● **Problem details**
All entries below are to be reproduced exactly.

● **Supplied records**
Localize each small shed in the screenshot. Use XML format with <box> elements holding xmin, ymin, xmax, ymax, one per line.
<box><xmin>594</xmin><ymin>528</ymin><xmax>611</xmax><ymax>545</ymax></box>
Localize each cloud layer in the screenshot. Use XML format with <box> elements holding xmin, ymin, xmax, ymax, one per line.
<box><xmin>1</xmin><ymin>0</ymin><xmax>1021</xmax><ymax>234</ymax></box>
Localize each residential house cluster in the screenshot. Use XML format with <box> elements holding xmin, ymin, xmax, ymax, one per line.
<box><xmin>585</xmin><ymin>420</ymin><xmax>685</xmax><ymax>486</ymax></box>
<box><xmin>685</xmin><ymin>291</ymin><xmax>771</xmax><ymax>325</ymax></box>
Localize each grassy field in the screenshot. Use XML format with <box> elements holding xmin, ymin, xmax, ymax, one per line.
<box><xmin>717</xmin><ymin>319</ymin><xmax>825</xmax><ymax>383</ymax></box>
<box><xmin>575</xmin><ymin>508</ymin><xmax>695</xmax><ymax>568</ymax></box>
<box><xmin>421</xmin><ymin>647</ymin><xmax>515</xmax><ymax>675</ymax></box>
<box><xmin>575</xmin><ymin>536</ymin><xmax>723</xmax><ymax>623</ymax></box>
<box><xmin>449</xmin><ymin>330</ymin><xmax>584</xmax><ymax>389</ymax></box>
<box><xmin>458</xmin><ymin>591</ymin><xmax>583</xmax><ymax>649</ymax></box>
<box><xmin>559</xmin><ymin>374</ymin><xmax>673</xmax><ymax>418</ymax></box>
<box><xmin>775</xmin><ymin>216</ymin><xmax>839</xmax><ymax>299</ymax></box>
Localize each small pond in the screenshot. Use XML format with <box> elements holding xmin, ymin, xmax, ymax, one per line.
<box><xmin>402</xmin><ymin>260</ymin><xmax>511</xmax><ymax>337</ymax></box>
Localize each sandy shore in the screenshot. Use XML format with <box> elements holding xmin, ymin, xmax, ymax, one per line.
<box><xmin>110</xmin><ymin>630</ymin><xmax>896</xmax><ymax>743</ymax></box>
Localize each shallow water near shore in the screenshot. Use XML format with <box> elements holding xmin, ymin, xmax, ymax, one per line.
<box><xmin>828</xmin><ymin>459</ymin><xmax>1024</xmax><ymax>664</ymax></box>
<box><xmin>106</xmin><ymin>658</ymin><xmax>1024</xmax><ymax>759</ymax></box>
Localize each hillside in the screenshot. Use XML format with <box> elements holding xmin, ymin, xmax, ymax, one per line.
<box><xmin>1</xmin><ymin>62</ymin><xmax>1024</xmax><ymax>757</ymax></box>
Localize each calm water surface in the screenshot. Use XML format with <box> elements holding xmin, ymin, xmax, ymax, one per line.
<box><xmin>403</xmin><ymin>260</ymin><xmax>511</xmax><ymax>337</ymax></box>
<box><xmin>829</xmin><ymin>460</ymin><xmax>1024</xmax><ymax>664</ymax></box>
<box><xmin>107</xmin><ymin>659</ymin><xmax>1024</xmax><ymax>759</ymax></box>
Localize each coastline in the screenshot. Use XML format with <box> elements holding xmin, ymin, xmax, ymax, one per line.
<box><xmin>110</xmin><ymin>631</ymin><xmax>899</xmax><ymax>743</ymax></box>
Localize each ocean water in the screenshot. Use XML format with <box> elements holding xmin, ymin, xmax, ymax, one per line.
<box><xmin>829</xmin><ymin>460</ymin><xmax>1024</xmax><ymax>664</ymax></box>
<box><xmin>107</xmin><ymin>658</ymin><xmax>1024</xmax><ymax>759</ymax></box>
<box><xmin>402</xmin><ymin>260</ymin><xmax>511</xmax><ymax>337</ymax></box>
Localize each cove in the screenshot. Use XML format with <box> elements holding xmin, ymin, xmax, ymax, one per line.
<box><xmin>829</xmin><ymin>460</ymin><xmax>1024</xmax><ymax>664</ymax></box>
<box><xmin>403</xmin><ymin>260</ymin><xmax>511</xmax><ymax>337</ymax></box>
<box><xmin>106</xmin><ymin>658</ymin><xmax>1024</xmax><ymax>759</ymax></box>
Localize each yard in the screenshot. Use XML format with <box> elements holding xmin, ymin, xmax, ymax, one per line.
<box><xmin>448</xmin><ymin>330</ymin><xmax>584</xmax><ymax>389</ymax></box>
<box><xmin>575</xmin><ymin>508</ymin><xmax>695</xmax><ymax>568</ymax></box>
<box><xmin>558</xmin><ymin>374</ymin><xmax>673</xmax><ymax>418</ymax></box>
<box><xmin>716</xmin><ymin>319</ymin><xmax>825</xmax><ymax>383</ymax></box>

● **Output**
Localize each small shed in the screenshot. Use XML format with <box> elements holding xmin, ymin, xmax, ymax, one per line.
<box><xmin>594</xmin><ymin>528</ymin><xmax>611</xmax><ymax>545</ymax></box>
Localize each cloud layer in the screenshot. Use XML format with <box> elements holding xmin, ymin, xmax, ymax, one per line.
<box><xmin>1</xmin><ymin>0</ymin><xmax>1021</xmax><ymax>234</ymax></box>
Localize each residential house cluster in the screenshot. Use XML format with <box> elements holding xmin, ymin, xmax, ymax, one per line.
<box><xmin>585</xmin><ymin>420</ymin><xmax>685</xmax><ymax>486</ymax></box>
<box><xmin>685</xmin><ymin>291</ymin><xmax>771</xmax><ymax>325</ymax></box>
Localize each grassy field in the screenshot. Use XML format with <box> elements holding xmin, ymin, xmax, ymax, one per line.
<box><xmin>717</xmin><ymin>319</ymin><xmax>825</xmax><ymax>383</ymax></box>
<box><xmin>575</xmin><ymin>508</ymin><xmax>695</xmax><ymax>568</ymax></box>
<box><xmin>421</xmin><ymin>647</ymin><xmax>515</xmax><ymax>675</ymax></box>
<box><xmin>575</xmin><ymin>536</ymin><xmax>723</xmax><ymax>623</ymax></box>
<box><xmin>449</xmin><ymin>330</ymin><xmax>584</xmax><ymax>389</ymax></box>
<box><xmin>458</xmin><ymin>591</ymin><xmax>583</xmax><ymax>649</ymax></box>
<box><xmin>559</xmin><ymin>374</ymin><xmax>673</xmax><ymax>418</ymax></box>
<box><xmin>775</xmin><ymin>216</ymin><xmax>839</xmax><ymax>299</ymax></box>
Localize each small pond in the screenshot. Use XML format with <box> elements holding xmin, ymin, xmax, ymax, one per line.
<box><xmin>402</xmin><ymin>260</ymin><xmax>511</xmax><ymax>337</ymax></box>
Localize each sandy shore in the screenshot. Use XML format with <box> elements holding xmin, ymin, xmax, ymax, one per line.
<box><xmin>110</xmin><ymin>630</ymin><xmax>896</xmax><ymax>743</ymax></box>
Localize each shallow water near shore in the screenshot. Use XML format with <box> elements holding xmin, ymin, xmax, ymax, one per line.
<box><xmin>828</xmin><ymin>459</ymin><xmax>1024</xmax><ymax>664</ymax></box>
<box><xmin>106</xmin><ymin>658</ymin><xmax>1024</xmax><ymax>759</ymax></box>
Localize each hillside in the screenshot. Use XML format with <box> elements holding xmin, ymin, xmax, ymax, one per line.
<box><xmin>1</xmin><ymin>62</ymin><xmax>1024</xmax><ymax>757</ymax></box>
Localize each calm water surface in the screenshot. Use XML format with <box> elements holding xmin, ymin, xmax, ymax, one per line.
<box><xmin>403</xmin><ymin>260</ymin><xmax>511</xmax><ymax>337</ymax></box>
<box><xmin>829</xmin><ymin>460</ymin><xmax>1024</xmax><ymax>664</ymax></box>
<box><xmin>107</xmin><ymin>659</ymin><xmax>1024</xmax><ymax>759</ymax></box>
Localize each coastline in the screenshot. Use XML format with <box> elements holding xmin, ymin, xmax, ymax, one per line.
<box><xmin>110</xmin><ymin>631</ymin><xmax>899</xmax><ymax>743</ymax></box>
Localize each ocean water in the screenshot. Use XML format with <box> elements holding xmin, ymin, xmax, ymax, one per line.
<box><xmin>829</xmin><ymin>460</ymin><xmax>1024</xmax><ymax>664</ymax></box>
<box><xmin>107</xmin><ymin>658</ymin><xmax>1024</xmax><ymax>759</ymax></box>
<box><xmin>402</xmin><ymin>260</ymin><xmax>511</xmax><ymax>337</ymax></box>
Localize each cove in the screenshot. Use XML format with <box> elements holding xmin, ymin, xmax, ymax, one per line.
<box><xmin>829</xmin><ymin>460</ymin><xmax>1024</xmax><ymax>664</ymax></box>
<box><xmin>403</xmin><ymin>260</ymin><xmax>511</xmax><ymax>337</ymax></box>
<box><xmin>106</xmin><ymin>658</ymin><xmax>1024</xmax><ymax>759</ymax></box>
Localize each yard in the screenshot. Use XML format with <box> elements holding xmin, ymin, xmax, ymax, one per line.
<box><xmin>448</xmin><ymin>330</ymin><xmax>584</xmax><ymax>389</ymax></box>
<box><xmin>575</xmin><ymin>508</ymin><xmax>695</xmax><ymax>568</ymax></box>
<box><xmin>558</xmin><ymin>374</ymin><xmax>673</xmax><ymax>418</ymax></box>
<box><xmin>716</xmin><ymin>319</ymin><xmax>825</xmax><ymax>383</ymax></box>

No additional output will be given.